> [SHORT EXERCISE]:
Can you reproduce the records word for word, starting at the line with "# point at: perforated" and running through the last line of the records, with both ends included?

> [EXERCISE INPUT]:

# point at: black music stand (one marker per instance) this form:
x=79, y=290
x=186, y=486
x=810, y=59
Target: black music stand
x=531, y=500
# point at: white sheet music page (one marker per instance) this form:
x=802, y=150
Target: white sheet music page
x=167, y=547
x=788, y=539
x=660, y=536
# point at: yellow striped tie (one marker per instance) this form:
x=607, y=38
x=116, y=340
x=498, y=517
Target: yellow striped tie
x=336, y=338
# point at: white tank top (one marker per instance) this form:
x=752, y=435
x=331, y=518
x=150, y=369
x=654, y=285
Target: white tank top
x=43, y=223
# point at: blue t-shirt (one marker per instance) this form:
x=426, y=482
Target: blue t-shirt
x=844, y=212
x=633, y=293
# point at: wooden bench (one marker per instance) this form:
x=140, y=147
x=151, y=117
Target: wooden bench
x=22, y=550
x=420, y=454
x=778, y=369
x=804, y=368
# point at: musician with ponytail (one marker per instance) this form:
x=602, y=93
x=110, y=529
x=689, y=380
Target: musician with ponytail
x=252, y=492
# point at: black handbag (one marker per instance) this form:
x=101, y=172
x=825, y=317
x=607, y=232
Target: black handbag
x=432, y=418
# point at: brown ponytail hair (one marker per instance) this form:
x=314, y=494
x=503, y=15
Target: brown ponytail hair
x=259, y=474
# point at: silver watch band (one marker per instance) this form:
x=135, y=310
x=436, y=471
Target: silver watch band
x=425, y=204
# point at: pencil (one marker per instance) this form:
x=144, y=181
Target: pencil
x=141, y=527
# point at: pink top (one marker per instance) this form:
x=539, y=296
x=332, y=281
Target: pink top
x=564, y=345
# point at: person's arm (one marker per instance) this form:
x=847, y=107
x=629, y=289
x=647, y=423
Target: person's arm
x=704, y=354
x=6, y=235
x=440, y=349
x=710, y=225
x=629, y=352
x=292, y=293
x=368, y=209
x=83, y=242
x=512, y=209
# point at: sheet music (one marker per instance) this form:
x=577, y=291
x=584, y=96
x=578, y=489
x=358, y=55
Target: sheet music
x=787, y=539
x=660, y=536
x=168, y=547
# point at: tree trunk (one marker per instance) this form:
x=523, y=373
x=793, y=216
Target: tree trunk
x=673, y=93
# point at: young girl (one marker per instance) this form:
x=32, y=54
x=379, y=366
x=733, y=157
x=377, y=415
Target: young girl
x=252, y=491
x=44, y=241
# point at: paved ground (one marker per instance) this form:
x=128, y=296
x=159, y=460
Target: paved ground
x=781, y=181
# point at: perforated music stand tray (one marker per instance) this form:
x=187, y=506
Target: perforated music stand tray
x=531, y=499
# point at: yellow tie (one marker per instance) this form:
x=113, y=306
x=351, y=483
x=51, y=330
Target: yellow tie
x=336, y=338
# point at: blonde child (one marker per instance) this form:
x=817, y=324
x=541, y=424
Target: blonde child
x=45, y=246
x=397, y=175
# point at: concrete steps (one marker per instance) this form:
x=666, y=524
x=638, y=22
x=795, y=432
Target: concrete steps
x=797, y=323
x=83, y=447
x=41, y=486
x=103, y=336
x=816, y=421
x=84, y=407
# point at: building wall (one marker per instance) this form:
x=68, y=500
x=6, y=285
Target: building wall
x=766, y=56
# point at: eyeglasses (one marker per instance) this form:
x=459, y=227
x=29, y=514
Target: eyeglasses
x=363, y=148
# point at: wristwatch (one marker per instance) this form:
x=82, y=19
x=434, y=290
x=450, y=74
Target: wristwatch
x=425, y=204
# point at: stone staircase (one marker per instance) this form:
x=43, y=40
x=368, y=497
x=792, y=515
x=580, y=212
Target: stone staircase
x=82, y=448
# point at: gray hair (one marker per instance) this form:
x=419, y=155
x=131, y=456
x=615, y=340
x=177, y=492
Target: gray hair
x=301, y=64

> [FULL SOLUTION]:
# point at: perforated music stand tray (one marker per instance) this form:
x=187, y=506
Target: perforated music stand tray
x=531, y=499
# point at: yellow tie (one marker per instance) this form:
x=113, y=306
x=351, y=483
x=51, y=330
Target: yellow tie
x=336, y=338
# point at: blonde child (one marker per instance) this form:
x=817, y=324
x=541, y=424
Target: blonde child
x=45, y=246
x=397, y=175
# point at: concrete steps (one marker per instance) this form:
x=666, y=524
x=638, y=22
x=795, y=432
Target: concrete steps
x=797, y=323
x=83, y=447
x=41, y=486
x=103, y=336
x=816, y=421
x=84, y=407
# point at: building wall (one marker per instance) this form:
x=68, y=500
x=6, y=285
Target: building wall
x=766, y=56
# point at: eyeglasses (one marker per instance) this form:
x=459, y=227
x=29, y=514
Target: eyeglasses
x=363, y=148
# point at: wristwatch (one marker per instance) this form:
x=82, y=19
x=434, y=290
x=450, y=74
Target: wristwatch
x=425, y=204
# point at: stone staircase (one marker per instance) this form:
x=43, y=40
x=368, y=497
x=792, y=515
x=580, y=212
Target: stone staircase
x=82, y=448
# point at: gray hair (one marker per instance) this form:
x=419, y=155
x=131, y=456
x=615, y=340
x=177, y=492
Target: gray hair
x=301, y=64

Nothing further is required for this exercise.